Revise the rows below so that every "Outline" becomes "Enclose", and leave everything else as it is.

## begin

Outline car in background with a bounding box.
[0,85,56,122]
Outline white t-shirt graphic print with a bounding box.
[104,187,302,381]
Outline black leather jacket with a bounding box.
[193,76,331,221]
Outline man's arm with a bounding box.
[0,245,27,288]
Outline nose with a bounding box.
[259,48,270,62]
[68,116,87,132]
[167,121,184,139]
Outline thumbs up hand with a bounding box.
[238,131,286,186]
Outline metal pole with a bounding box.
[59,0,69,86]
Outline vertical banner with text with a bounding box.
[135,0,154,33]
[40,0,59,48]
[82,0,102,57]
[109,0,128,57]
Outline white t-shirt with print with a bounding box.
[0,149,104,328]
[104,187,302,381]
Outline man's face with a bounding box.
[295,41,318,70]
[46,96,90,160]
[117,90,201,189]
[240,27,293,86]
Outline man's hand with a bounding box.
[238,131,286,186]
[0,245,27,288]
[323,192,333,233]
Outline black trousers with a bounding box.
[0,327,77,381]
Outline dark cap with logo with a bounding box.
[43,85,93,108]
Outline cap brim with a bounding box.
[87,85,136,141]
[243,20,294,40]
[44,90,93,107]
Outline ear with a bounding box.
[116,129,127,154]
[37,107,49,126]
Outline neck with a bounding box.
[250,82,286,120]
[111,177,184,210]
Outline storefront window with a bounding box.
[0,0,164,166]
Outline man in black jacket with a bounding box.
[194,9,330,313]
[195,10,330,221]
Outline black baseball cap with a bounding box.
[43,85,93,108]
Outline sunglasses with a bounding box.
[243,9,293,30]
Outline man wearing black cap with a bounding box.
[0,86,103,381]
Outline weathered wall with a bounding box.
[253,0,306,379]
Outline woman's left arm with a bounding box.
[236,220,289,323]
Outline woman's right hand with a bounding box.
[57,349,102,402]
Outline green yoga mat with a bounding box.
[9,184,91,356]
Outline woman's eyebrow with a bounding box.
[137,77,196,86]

## end

» **Task solution**
Enclose car in background with a bounding box.
[0,85,56,122]
Enclose white t-shirt graphic print with a bounding box.
[104,187,302,381]
Enclose black leather jacket with a bounding box.
[193,76,331,221]
Enclose man's arm with a bounding box.
[0,245,27,288]
Enclose nose with a bounding box.
[259,48,270,62]
[68,116,87,132]
[167,121,184,139]
Enclose thumbs up hand with a bounding box.
[238,131,286,186]
Enclose metal pole with a bounding box.
[59,0,69,86]
Enclose vertical banner with text with a bounding box.
[135,0,154,33]
[40,0,59,48]
[82,0,102,57]
[109,0,128,57]
Enclose white t-shirt with print with a bounding box.
[0,149,104,328]
[104,187,302,381]
Enclose man's face with a bounding box.
[295,41,318,70]
[46,96,90,160]
[117,90,201,189]
[240,27,293,86]
Enclose man's hand with a bounding box.
[238,131,286,186]
[0,245,27,288]
[323,192,333,233]
Enclose black trousers with a bounding box.
[0,327,77,381]
Enclose dark cap with logo with a bounding box.
[43,85,93,108]
Enclose cap brim with a bounding box.
[87,85,136,141]
[243,20,294,40]
[44,90,93,107]
Enclose ear with a bounding box.
[116,129,127,154]
[37,107,49,126]
Enclose neck with a bounding box.
[250,82,286,120]
[111,177,184,210]
Enclose storefront window with a bounding box.
[0,0,164,166]
Enclose man in black jacket with a bounding box.
[194,9,330,313]
[195,10,330,221]
Enclose black baseball cap with a bounding box.
[43,85,93,108]
Enclose sunglasses with a bounding box.
[243,9,293,30]
Enclose man wearing black cap with a bounding box.
[0,86,103,381]
Enclose weathered wall with a bounding box.
[253,0,306,379]
Enclose woman's left arm with a bounding box.
[236,220,289,323]
Enclose woman's right hand with a bounding box.
[57,349,102,402]
Enclose green yoga mat with a bounding box.
[9,184,91,356]
Enclose woman's eyebrow with a bounding box.
[137,77,196,86]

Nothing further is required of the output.